Labeled-object pointing entries:
▬▬▬▬▬▬▬▬▬▬

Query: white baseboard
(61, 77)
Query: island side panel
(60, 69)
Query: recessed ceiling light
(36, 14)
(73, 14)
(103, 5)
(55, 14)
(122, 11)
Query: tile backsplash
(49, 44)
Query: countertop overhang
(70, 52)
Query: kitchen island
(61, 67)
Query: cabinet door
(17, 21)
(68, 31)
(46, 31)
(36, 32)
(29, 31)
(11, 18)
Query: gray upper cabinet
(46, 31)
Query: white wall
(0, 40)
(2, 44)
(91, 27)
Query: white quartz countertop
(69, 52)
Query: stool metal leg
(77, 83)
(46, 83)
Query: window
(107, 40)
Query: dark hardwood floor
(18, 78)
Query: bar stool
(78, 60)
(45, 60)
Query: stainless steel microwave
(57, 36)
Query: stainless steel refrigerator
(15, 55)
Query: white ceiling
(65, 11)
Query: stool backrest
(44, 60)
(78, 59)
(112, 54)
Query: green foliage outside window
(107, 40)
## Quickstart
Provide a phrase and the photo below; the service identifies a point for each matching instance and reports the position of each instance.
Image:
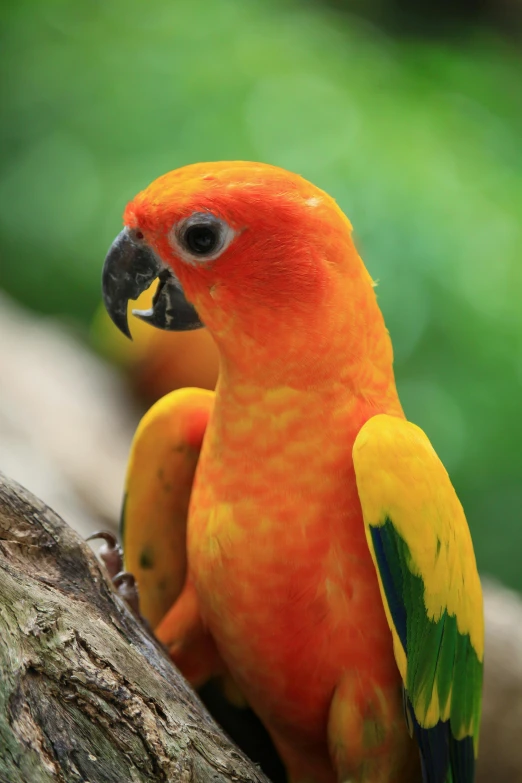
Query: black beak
(129, 269)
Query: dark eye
(203, 235)
(201, 240)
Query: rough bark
(85, 694)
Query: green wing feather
(421, 547)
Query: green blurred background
(418, 137)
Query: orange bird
(326, 568)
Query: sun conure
(324, 561)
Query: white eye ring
(201, 237)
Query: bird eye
(201, 240)
(203, 235)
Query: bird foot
(111, 555)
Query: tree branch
(85, 694)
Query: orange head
(267, 262)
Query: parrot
(292, 532)
(156, 362)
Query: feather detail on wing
(423, 554)
(160, 473)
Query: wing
(422, 550)
(161, 469)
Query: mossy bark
(85, 694)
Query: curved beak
(129, 269)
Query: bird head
(261, 257)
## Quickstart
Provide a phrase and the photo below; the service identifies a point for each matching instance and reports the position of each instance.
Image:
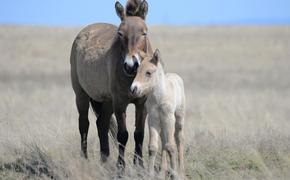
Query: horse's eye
(120, 34)
(148, 74)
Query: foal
(166, 108)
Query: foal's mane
(132, 7)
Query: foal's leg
(167, 133)
(153, 144)
(82, 102)
(179, 138)
(163, 168)
(104, 112)
(122, 135)
(140, 117)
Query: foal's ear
(143, 9)
(156, 57)
(120, 10)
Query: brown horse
(104, 60)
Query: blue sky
(181, 12)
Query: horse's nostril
(134, 58)
(133, 90)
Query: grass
(238, 103)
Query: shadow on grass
(33, 164)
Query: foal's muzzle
(131, 65)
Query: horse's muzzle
(131, 70)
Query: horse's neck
(159, 91)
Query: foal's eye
(120, 34)
(148, 74)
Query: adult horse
(104, 59)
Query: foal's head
(132, 33)
(148, 76)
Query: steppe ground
(237, 83)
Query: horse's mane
(132, 7)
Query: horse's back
(88, 59)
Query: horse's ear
(120, 10)
(143, 9)
(132, 7)
(142, 54)
(156, 57)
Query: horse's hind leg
(104, 111)
(141, 114)
(82, 102)
(179, 138)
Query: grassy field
(237, 83)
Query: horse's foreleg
(179, 138)
(122, 135)
(141, 114)
(82, 102)
(153, 145)
(167, 133)
(104, 112)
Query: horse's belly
(95, 83)
(93, 44)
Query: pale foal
(166, 109)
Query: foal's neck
(159, 90)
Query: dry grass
(238, 104)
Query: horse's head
(132, 33)
(148, 75)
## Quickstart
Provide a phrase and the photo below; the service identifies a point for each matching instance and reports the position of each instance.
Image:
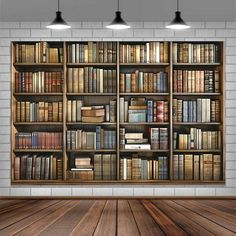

▬▬▬▬▬▬▬▬▬▬

Count the lines in the entries above that contain the word "head", and reply with only that number.

● PROBLEM SOLUTION: 4